Stated goal
Transcribe the entries below exactly.

Material provided
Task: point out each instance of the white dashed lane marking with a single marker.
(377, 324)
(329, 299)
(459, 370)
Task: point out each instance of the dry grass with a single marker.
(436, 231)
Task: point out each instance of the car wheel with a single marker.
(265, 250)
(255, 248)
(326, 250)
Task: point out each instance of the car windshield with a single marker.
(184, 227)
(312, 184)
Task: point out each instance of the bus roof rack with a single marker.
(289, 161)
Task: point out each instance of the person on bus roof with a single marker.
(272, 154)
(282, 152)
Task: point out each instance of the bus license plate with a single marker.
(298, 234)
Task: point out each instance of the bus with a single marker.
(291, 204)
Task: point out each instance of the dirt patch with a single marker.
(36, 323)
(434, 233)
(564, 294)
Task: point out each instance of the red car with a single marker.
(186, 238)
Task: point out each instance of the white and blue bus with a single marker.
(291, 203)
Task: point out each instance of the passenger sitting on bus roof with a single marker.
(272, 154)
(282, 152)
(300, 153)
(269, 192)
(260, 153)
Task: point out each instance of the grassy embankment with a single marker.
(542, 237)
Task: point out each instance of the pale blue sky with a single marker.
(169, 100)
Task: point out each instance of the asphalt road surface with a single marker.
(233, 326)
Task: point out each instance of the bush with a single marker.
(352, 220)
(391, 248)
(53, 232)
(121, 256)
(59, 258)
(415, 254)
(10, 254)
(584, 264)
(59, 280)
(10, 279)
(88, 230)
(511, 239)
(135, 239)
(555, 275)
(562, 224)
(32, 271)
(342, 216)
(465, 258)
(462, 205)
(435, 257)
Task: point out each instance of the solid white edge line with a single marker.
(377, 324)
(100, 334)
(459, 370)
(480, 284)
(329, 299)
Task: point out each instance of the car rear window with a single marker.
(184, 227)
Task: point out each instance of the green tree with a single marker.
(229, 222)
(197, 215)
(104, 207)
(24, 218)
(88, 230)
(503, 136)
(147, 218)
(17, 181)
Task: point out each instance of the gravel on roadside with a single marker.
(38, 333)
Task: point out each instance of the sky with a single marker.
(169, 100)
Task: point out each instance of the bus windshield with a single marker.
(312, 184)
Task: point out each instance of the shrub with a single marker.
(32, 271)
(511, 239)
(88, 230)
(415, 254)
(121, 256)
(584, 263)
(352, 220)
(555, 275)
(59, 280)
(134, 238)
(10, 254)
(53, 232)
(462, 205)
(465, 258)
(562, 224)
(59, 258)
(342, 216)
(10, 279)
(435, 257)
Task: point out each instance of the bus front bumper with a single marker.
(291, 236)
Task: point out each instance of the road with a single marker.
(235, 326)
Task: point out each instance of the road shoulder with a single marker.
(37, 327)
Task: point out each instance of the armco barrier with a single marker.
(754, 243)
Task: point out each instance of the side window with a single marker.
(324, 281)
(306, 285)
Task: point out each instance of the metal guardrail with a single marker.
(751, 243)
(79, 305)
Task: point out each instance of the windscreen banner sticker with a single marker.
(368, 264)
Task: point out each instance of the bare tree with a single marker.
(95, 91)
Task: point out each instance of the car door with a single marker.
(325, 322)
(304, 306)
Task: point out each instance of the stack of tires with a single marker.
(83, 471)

Written reply
Task: point out each instance of the white dashed lane marking with a single marker.
(377, 324)
(329, 299)
(459, 370)
Task: point out each instance of the dry grass with a single marker.
(436, 231)
Task: point out each instance of the car wheel with a single marker.
(265, 250)
(255, 248)
(326, 250)
Task: point out each instance of the car windshield with a single marker.
(184, 227)
(312, 184)
Task: point out each instance of the bus roof rack with a single marker.
(289, 161)
Task: point out each instance of the person on bus roof with a single marker.
(272, 154)
(282, 152)
Task: point out each instance of the bus license plate with a single marker.
(298, 234)
Task: point out each instance of the bus with a single marker.
(291, 204)
Task: point out each instance of the dirt patch with a single marker.
(36, 323)
(434, 233)
(564, 294)
Task: point out each instance of the red car with a single marker.
(186, 238)
Task: point out each instance of the white and blue bus with a single marker.
(291, 203)
Task: point out each instance of the passenger sitting on bus roof with a single marker.
(272, 154)
(282, 152)
(300, 153)
(269, 192)
(260, 153)
Task: point out each instance of the grassy embankment with a single marker.
(542, 237)
Task: point out each instance of the pale blue sky with a single marker.
(169, 100)
Task: point out each instance of the asphalt road surface with a single marker.
(233, 326)
Task: point out each instance of the bush with a single marker.
(352, 220)
(391, 248)
(53, 232)
(121, 256)
(59, 258)
(415, 254)
(10, 254)
(584, 264)
(59, 280)
(10, 279)
(88, 230)
(511, 239)
(135, 239)
(555, 275)
(562, 224)
(32, 271)
(342, 216)
(465, 258)
(462, 205)
(435, 257)
Task: point out each instance of the solid white edge line with a single marker.
(377, 324)
(100, 334)
(459, 370)
(480, 284)
(329, 299)
Task: point out each instance of the car rear window with a single marker.
(184, 227)
Task: point out each instance of the green tree with a single marker.
(229, 222)
(197, 215)
(104, 207)
(24, 218)
(88, 230)
(503, 136)
(147, 218)
(17, 181)
Task: point out each instance of the gravel on roadside with a single marker.
(38, 333)
Task: point out each instance of the sky with a single marker.
(169, 100)
Task: point out each instance of the bus windshield with a single marker.
(312, 184)
Task: point out each instance of the shrub with a single marker.
(32, 271)
(511, 239)
(88, 230)
(415, 254)
(121, 256)
(584, 263)
(352, 220)
(555, 275)
(59, 280)
(134, 238)
(10, 254)
(53, 232)
(462, 205)
(465, 258)
(562, 224)
(59, 258)
(342, 216)
(10, 279)
(435, 257)
Task: point out each instance of the bus front bumper with a single marker.
(291, 236)
Task: point out each instance of the road with a single marker.
(235, 326)
Task: point out each instance of the road shoulder with a single marker.
(37, 327)
Task: point out each instance of the armco barrier with a single marker.
(754, 243)
Task: point out each instance of the side window with a single marker.
(324, 281)
(306, 285)
Task: point out each instance of the metal guardrail with a single marker.
(751, 243)
(79, 305)
Task: point out each instance of the windscreen banner sticker with a single marker.
(368, 264)
Task: point out each instance of the bare tree with a single marker.
(95, 91)
Task: point out each instance of the car door with a single marker.
(325, 322)
(304, 306)
Task: point out each instance of the stack of tires with a single marker.
(83, 471)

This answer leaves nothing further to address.